Leaving all pictures aside, write out the records below precisely as given.

**Source material**
Content starts

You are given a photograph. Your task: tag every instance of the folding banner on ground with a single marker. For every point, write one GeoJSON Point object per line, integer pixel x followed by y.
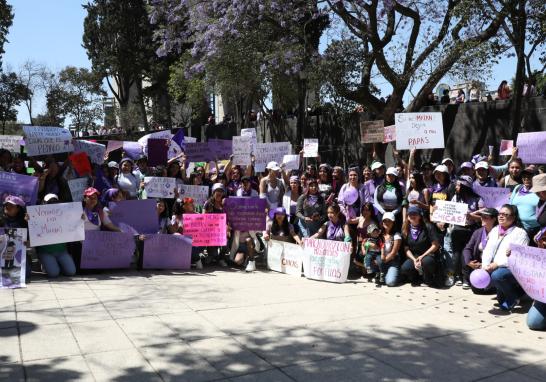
{"type": "Point", "coordinates": [528, 265]}
{"type": "Point", "coordinates": [12, 257]}
{"type": "Point", "coordinates": [107, 250]}
{"type": "Point", "coordinates": [132, 216]}
{"type": "Point", "coordinates": [284, 257]}
{"type": "Point", "coordinates": [55, 223]}
{"type": "Point", "coordinates": [24, 186]}
{"type": "Point", "coordinates": [326, 260]}
{"type": "Point", "coordinates": [167, 252]}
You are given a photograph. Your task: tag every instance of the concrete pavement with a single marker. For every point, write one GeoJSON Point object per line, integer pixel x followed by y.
{"type": "Point", "coordinates": [220, 324]}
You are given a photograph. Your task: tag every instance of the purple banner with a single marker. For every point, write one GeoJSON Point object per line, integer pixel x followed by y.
{"type": "Point", "coordinates": [24, 186]}
{"type": "Point", "coordinates": [107, 250]}
{"type": "Point", "coordinates": [132, 150]}
{"type": "Point", "coordinates": [157, 152]}
{"type": "Point", "coordinates": [246, 214]}
{"type": "Point", "coordinates": [167, 252]}
{"type": "Point", "coordinates": [135, 215]}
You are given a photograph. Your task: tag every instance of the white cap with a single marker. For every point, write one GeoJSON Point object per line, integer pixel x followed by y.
{"type": "Point", "coordinates": [376, 165]}
{"type": "Point", "coordinates": [483, 165]}
{"type": "Point", "coordinates": [273, 166]}
{"type": "Point", "coordinates": [388, 216]}
{"type": "Point", "coordinates": [392, 171]}
{"type": "Point", "coordinates": [442, 168]}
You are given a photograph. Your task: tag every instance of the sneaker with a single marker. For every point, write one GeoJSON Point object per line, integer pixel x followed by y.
{"type": "Point", "coordinates": [251, 266]}
{"type": "Point", "coordinates": [450, 280]}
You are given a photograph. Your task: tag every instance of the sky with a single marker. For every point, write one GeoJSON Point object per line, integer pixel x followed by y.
{"type": "Point", "coordinates": [50, 32]}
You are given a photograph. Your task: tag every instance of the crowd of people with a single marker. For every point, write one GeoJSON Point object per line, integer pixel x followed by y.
{"type": "Point", "coordinates": [385, 213]}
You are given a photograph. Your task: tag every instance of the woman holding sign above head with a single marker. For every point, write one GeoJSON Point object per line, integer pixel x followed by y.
{"type": "Point", "coordinates": [421, 244]}
{"type": "Point", "coordinates": [495, 256]}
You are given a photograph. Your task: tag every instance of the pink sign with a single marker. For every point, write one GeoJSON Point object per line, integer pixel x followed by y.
{"type": "Point", "coordinates": [506, 147]}
{"type": "Point", "coordinates": [528, 265]}
{"type": "Point", "coordinates": [206, 229]}
{"type": "Point", "coordinates": [389, 134]}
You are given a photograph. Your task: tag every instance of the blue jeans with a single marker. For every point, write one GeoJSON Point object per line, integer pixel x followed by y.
{"type": "Point", "coordinates": [391, 270]}
{"type": "Point", "coordinates": [536, 318]}
{"type": "Point", "coordinates": [508, 289]}
{"type": "Point", "coordinates": [55, 263]}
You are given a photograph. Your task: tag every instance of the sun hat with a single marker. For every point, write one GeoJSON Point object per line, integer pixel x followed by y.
{"type": "Point", "coordinates": [539, 183]}
{"type": "Point", "coordinates": [15, 200]}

Content ends

**Problem solution**
You are given a photograph. Your task: tag every instance of the folding banner on ground with a single marker. For every point, write one GeoJSON Point object per line, integer pixel x followed by y.
{"type": "Point", "coordinates": [528, 265]}
{"type": "Point", "coordinates": [12, 257]}
{"type": "Point", "coordinates": [107, 250]}
{"type": "Point", "coordinates": [132, 216]}
{"type": "Point", "coordinates": [284, 257]}
{"type": "Point", "coordinates": [55, 223]}
{"type": "Point", "coordinates": [24, 186]}
{"type": "Point", "coordinates": [326, 260]}
{"type": "Point", "coordinates": [167, 252]}
You are given a photograph. Your task: tag every instance of the concrete pavement with a single marker. For every point, write one GeoJSON Point object per line, integer pixel x followed by y.
{"type": "Point", "coordinates": [220, 324]}
You are given a photograph. Your task: tag every instance of the purple banner with a single marker. For every point, write one GeoJSON Point object per line, integer pixel x followed by y.
{"type": "Point", "coordinates": [24, 186]}
{"type": "Point", "coordinates": [107, 250]}
{"type": "Point", "coordinates": [132, 150]}
{"type": "Point", "coordinates": [157, 152]}
{"type": "Point", "coordinates": [246, 214]}
{"type": "Point", "coordinates": [167, 252]}
{"type": "Point", "coordinates": [135, 215]}
You are given a photograph. Your task: tag every instance of the white cap with a single marker. For every point, write one GeoJSON Point object per line, integer pixel x followed by y.
{"type": "Point", "coordinates": [376, 165]}
{"type": "Point", "coordinates": [483, 165]}
{"type": "Point", "coordinates": [273, 166]}
{"type": "Point", "coordinates": [388, 216]}
{"type": "Point", "coordinates": [392, 171]}
{"type": "Point", "coordinates": [442, 168]}
You are given a photograph. Your task: tag every instance of the sneaker with a single marker. For every point, write one GeoJSON Point object per line, integer pixel x followed by y.
{"type": "Point", "coordinates": [251, 266]}
{"type": "Point", "coordinates": [450, 280]}
You are given a photograph. Your task: tag every instance of the sky with a single marker. For every point, write one GeoJSON Point object per line, integer pixel x followed by y.
{"type": "Point", "coordinates": [50, 32]}
You are given a photograph. Your task: tag every instance of the crowd of people with a single marker. For every point, write one GeoJSON Point object per line, integer pixel x followed by y.
{"type": "Point", "coordinates": [385, 213]}
You are given a photograph. Your task: tag every instance of the woman holding sign above head with a single marker. For every point, write one GeoJSON Point object per line, integer pixel x followed by y.
{"type": "Point", "coordinates": [421, 244]}
{"type": "Point", "coordinates": [495, 256]}
You are given a photograph. Your task: tag every instance of the pink sign with a single marker. For every point, write one GeoJSON Point object per line, integer pixel x followed by y.
{"type": "Point", "coordinates": [506, 147]}
{"type": "Point", "coordinates": [528, 265]}
{"type": "Point", "coordinates": [206, 229]}
{"type": "Point", "coordinates": [389, 134]}
You are given a photograph. Your task: tag every instance of the blue jeans with a single marker. For every point, write one GeoJSON Point object per line, integer pixel x followed by y.
{"type": "Point", "coordinates": [391, 270]}
{"type": "Point", "coordinates": [536, 318]}
{"type": "Point", "coordinates": [508, 289]}
{"type": "Point", "coordinates": [55, 263]}
You are given a photograph. Your task: tag every instance of the sun hat with a single marker. For every point, write one GeoJSON Point object per line, integer pixel x followed by y.
{"type": "Point", "coordinates": [539, 183]}
{"type": "Point", "coordinates": [15, 200]}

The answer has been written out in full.